◆ **SELECTED EXTRACT**
------------

In selected embodiments, a transmission element on a downhole component communicates with a transmission element on a separate downhole component by converting an electrical signal to a magnetic field or current. The magnetic field or current induces an electrical current in a corresponding transmission element, thereby recreating the original electrical signal. In other embodiments, a transmission element located on a downhole component may communicate with a transmission element on another downhole component due to direct electrical contact therebetween.

In another aspect of the present invention, a method for transmitting information between downhole components located on a downhole tool string includes mounting a transmission element, having a communicating surface, proximate a mating surface of a downhole component. Another transmission element, having a communicating surface, may be mounted proximate a mating surface of another downhole component, the mating surfaces of each downhole component being configured to contact one another. The method may further include biasing at least one transmission element with respect to a corresponding mating surface to close gaps present between communicating surfaces of the transmission elements.

BRIEF DESCRIPTION OF THE DRAWINGS

The foregoing and other features of the present invention will become more fully apparent from the following description, taken in conjunction with the accompanying drawings. Understanding that these drawings depict only typical embodiments in accordance with the invention and are, therefore, not to be considered limiting of its scope, the invention will be described with additional specificity and detail through use of the accompanying drawings.

FIG. 1 is a perspective view illustrating one embodiment of sections of downhole drilling pipe using transmission elements, in accordance with the invention, to transmit and receive information along a drill string.

FIG. 2 is a cross-sectional view illustrating one embodiment of gaps that may be present between a pin end and box end of downhole drilling components, thereby causing unreliable communication between transmission elements.

FIG. 3 is a perspective cross-sectional view illustrating one a prior art embodiment of an improved transmission element retained within a recess of a box end or pin end of a downhole drilling component.

FIG. 4 is a cross sectional view illustrating one embodiment of transmission elements with respect to their mating surfaces.

FIG. 5 is a perspective cross sectional view of a recess comprising a side with multiple slopes.

FIG. 6 is a perspective cross sectional view of another embodiment of a recess comprising multiple slopes.

------------

◆ **SUPPLIED MATERIAL**
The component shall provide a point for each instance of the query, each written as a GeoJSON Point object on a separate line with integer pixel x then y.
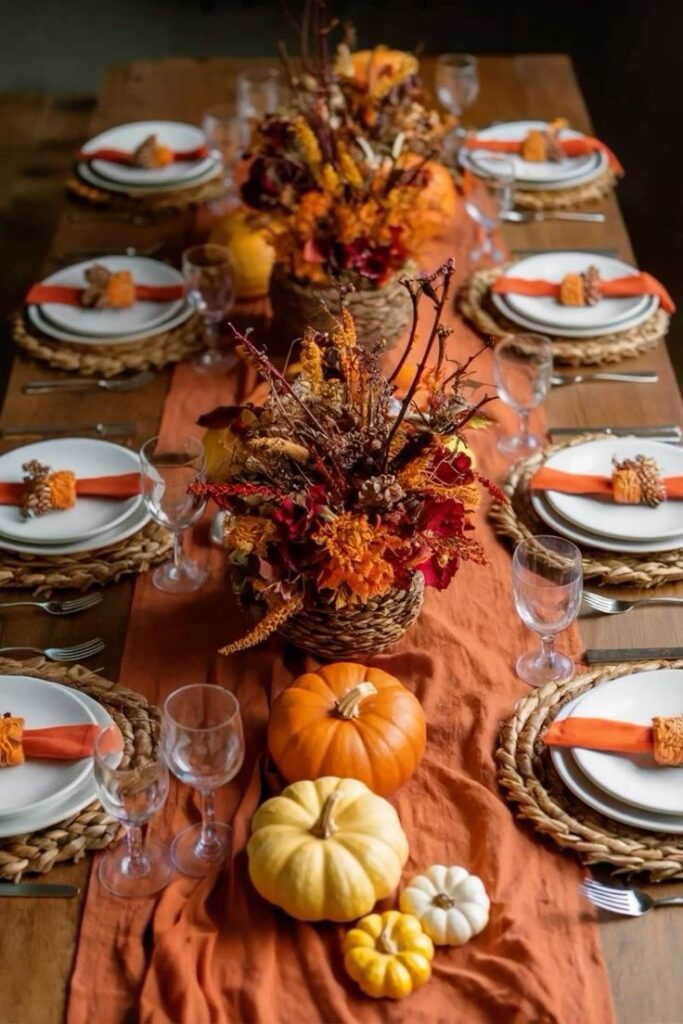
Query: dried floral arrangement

------------

◆ **PROBLEMS TO SOLVE**
**1.** From the text on downhole transmission elements, quote the passage starting with "FIG. 2 is a" and going on through "between transmission elements.".
**2.** List every figure described in the text on downhole transmission elements, giving each figure's number and the kind of view it is said to be.
**3.** Carry on the text on downhole transmission elements, beginning after its final sentence.

◆ **ANSWERS GIVEN**
**1.**
FIG. 2 is a cross-sectional view illustrating one embodiment of gaps that may be present between a pin end and box end of downhole drilling components, thereby causing unreliable communication between transmission elements.

**2.**
FIG. 1: perspective view
FIG. 2: cross-sectional view
FIG. 3: perspective cross-sectional view
FIG. 4: cross sectional view
FIG. 5: perspective cross sectional view
FIG. 6: perspective cross sectional view

**3.**
FIG. 7 is a perspective cross sectional view of a transmission element with respect to its mating surface.

FIG. 8 is a perspective view of a downhole tool string.

DETAILED DESCRIPTION OF THE INVENTION AND THE PREFERRED EMBODIMENT

It will be readily understood that the components of the present invention, as generally described and illustrated in the Figures herein, could be arranged and designed in a wide variety of different configurations. Thus, the following more detailed description of embodiments of apparatus and methods of the present invention, as represented in the Figures, is not intended to limit the scope of the invention, as claimed, but is merely representative of various selected embodiments of the invention.

It should also be noted that the reference numerals of the figures, when referring to specific examples, may be accompanied by a lower case letter for clarity, but when they are generically referenced in the specification they will not be necessarily be accompanied by a lower case letter. It would be apparent to one of ordinary skill in the art to apply the details described in the examples generally or vice versa.

Referring to FIG. 1, downhole components 10a, 10b, may be drill pipes or other downhole tools. Preferably the downhole components 10a, 10b are drill pipe, each with a pin end 12 and a box end 14. In certain embodiments, a pin end 12 may include an external threaded portion to engage an internal threaded portion of the box end 14. When threading a pin end 12 into a corresponding box end 14, various shoulders may engage one another to provide structural support to components connected in a downhole tool string.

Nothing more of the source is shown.